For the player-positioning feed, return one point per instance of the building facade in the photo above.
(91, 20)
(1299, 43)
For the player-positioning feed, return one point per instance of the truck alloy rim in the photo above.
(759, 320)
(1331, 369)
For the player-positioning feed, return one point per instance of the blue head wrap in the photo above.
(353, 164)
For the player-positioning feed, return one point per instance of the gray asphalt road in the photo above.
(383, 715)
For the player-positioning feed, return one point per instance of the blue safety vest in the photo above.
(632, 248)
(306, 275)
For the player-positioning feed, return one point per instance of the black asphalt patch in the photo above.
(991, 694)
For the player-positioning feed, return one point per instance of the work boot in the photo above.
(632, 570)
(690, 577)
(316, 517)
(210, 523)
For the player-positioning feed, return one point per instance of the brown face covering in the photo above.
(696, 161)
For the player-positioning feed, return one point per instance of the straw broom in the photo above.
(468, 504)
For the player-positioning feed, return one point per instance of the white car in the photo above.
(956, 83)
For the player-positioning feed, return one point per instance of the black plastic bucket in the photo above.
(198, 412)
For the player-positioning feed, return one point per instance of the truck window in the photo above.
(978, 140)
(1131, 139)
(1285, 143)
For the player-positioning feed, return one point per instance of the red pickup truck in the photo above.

- _The request_: Turn the lines of the listing, from the line containing "wrap in the photo above." through the last line, both included, into a JSON list of strings with one string per line. Leave out any blank lines.

- _Final result_:
[
  "For the player-positioning feed, return one point per instance of the blue head wrap in the photo above.",
  "(353, 164)",
  "For the player-positioning feed, return one point per instance of the gray asphalt road in the photo above.",
  "(383, 715)",
  "For the player-positioning feed, return one point per instance of the blue safety vest in the photo above.",
  "(632, 248)",
  "(306, 275)",
  "For the player-positioning feed, return one point per instance of the black asphalt patch in the photo above.",
  "(991, 694)",
  "For the player-positioning feed, return one point per instance of the work boot in the photo above.",
  "(632, 570)",
  "(690, 577)",
  "(316, 517)",
  "(210, 523)",
  "For the player-positioning feed, return one point per instance of the brown face covering in the photo above.",
  "(696, 161)",
  "For the player-positioning feed, return one point per instance of the straw broom in the photo above.",
  "(468, 504)",
  "For the player-positioning feed, return one point per instance of the white car in the photo above.",
  "(956, 83)",
  "For the player-positioning feed, return one point per instance of the black plastic bucket in the photo above.",
  "(198, 412)",
  "For the player-positioning feed, return one point per instance of the truck window in the photo above.",
  "(978, 140)",
  "(1131, 139)",
  "(1285, 143)",
  "For the player-positioning feed, return one point per instance of the red pickup truck in the photo above."
]